Excerpted passage
---

During a pretest, the sampling isolation valve 205 to the tool 32 is closed, the pretest isolation valve 206 to the pretest piston 207 is open, and the equalization valve 208 is closed. The probe 201 is extended toward the formation is indicated by the arrow 209 and, when extended, is hydraulically coupled to the formation (not shown). The pretest piston 207 is retracted in order to lower the pressure in the flow line 204 until the mud cake is breached. The pretest piston 207 is then stopped and the pressure in the flow line 204 increases as it approaches the formation pressure. The formation pressure data can be collected during the pretest. The data collected during the pretest (or other analogous test) may become one of the parameters used in part 85 of FIG. 5 as discussed below. The pretest can also be used to determine that the probe 201 and the formation are hydraulically coupled.

---

Provided data
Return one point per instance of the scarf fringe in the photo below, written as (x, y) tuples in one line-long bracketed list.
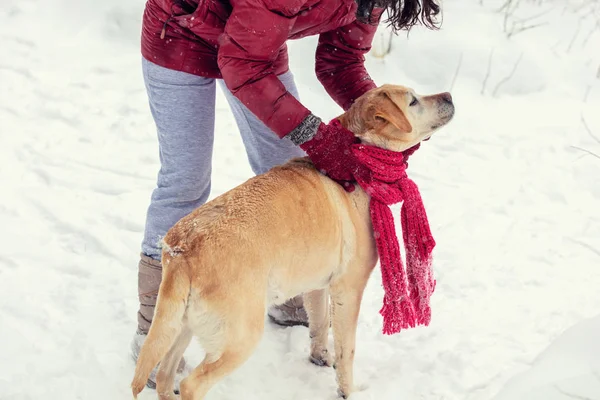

---

Exercise tasks
• 1. In the pretest passage, what happens to the pressure in flow line 204 once the pretest piston 207 is stopped?
• 2. Pick up the pretest passage right after its last sentence and write what comes next.
The lines have nothing to do with the pretest text.

Answers given
• 1. It increases as it approaches the formation pressure.

• 2.
Referring to FIG. 4, the fluid gets routed to either one of the two displacement chambers 45 or 46. The pump 41 operates such that there is always one chamber 45 or 46 drawing fluid in, while the opposite 45 or 46 is expulsing fluid. Depending on the fluid routing and equalization valve 61 setting, the exiting liquid is pumped back to the borehole 18 (or borehole annulus) or through the hydraulic/electrical connector 59 to one of the sample chambers 62, 63, 64, which are located in an adjoining separate drill collar 33 (see also FIG. 2). While only three sample chambers 62, 63, 64 are shown, it will be noted that more or less than three chambers 62, 63, 64 may be employed. Obviously, the number of chambers is not critical and the choice of three chambers constitutes but one preferred design.
Still referring to FIG. 4, the pumping action of the FDU pistons 42, 43 is achieved via the planetary roller screw, 47 nut 39 and threaded shaft 49. The variable speed motor 35 and associated gearbox 48 drives the shaft 49 in a bi-directional mode under the direction of the controller 36 shown in FIG. 3. Gaps between the components are filled with oil 50 and an annulus bellows compensator is shown at 50 a.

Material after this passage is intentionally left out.